> Texto dado:
Mi familia y otros animales


                                                                Ilustración de Vladimir Fedotko

De niña, mi madre tuvo un cachorrito -Teddy- que se metía en el bolsillo de la bata mientras practicaba sus lecciones de piano. Cuando creció (aunque siempre fue pequeño de tamaño) la tata Dora le preparaba tortillas y café, y las niñas lo bajaban a pasear. Murió con 16 años, gordo y feliz como cualquier perro de apartamento.
También tuvo un gallo que se llamaba Federico. Mientras fue un pollito amarillo y suave como una madeja de lana, mi madre y sus hermanas lo paseaban por el pasillo metido en un cochecito de muñecas, tapado y con el embozo de la sábana doblado. Lo entraban en sus dormitorios jugando a que eran mamás que se hacían visitas con un bebé. Cuando el pollito se convirtió en un gallo enérgico y rutilante fue relegado a la galería que daba al patio interior del edificio. Desde allí cumplía con su obligación y cada madrugada despertaba a todos los vecinos en cuanto vislumbraba el primer rayo de luz. Un día se precipitó desde el tercer piso y el portero lo subió, con su larguísimo cuello desmayado, para que se le diera un entierro digno.

> Tareas propuestas:
1) En el texto sobre los animales de la familia, ¿con cuántos años murió Teddy?
2) Resume en forma de lista el párrafo del texto sobre los animales de la familia que empieza con "También tuvo un gallo", sin perder sus datos principales.

> Extracto de datos:
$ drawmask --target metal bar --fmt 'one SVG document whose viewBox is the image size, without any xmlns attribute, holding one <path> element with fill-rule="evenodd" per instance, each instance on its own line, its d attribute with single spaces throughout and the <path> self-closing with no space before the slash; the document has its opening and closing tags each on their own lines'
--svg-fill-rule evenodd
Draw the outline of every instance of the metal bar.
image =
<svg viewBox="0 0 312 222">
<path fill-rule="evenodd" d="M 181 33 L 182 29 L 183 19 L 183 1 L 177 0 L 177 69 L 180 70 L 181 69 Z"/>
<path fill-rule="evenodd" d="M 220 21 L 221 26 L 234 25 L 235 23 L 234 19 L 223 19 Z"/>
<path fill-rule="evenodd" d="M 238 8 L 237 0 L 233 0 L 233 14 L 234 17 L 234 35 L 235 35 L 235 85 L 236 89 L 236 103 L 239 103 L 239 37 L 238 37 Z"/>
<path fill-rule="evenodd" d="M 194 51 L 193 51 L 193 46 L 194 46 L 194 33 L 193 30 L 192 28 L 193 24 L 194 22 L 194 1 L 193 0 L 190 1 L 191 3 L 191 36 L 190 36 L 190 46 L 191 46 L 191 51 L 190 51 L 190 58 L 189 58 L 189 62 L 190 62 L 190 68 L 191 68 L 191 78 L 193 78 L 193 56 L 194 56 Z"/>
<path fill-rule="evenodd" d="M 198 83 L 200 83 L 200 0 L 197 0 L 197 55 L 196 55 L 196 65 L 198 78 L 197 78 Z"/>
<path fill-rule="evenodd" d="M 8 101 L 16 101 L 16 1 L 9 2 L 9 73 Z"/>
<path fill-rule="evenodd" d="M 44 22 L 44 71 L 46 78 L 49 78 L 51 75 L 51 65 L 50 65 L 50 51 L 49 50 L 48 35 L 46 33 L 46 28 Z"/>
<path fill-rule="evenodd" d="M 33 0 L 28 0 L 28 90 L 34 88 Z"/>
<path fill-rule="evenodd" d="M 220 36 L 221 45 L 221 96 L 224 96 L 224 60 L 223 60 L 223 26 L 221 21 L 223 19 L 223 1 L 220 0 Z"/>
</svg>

> Respuestas esperadas:
1) Murió con 16 años.

2)
- La madre tuvo un gallo llamado Federico.
- De pollito, ella y sus hermanas lo paseaban por el pasillo en un cochecito de muñecas y jugaban a ser mamás con un bebé.
- Ya de gallo, lo llevaron a la galería que daba al patio interior del edificio.
- Desde allí despertaba cada madrugada a todos los vecinos.
- Un día cayó desde el tercer piso, y el portero lo subió para que tuviera un entierro digno.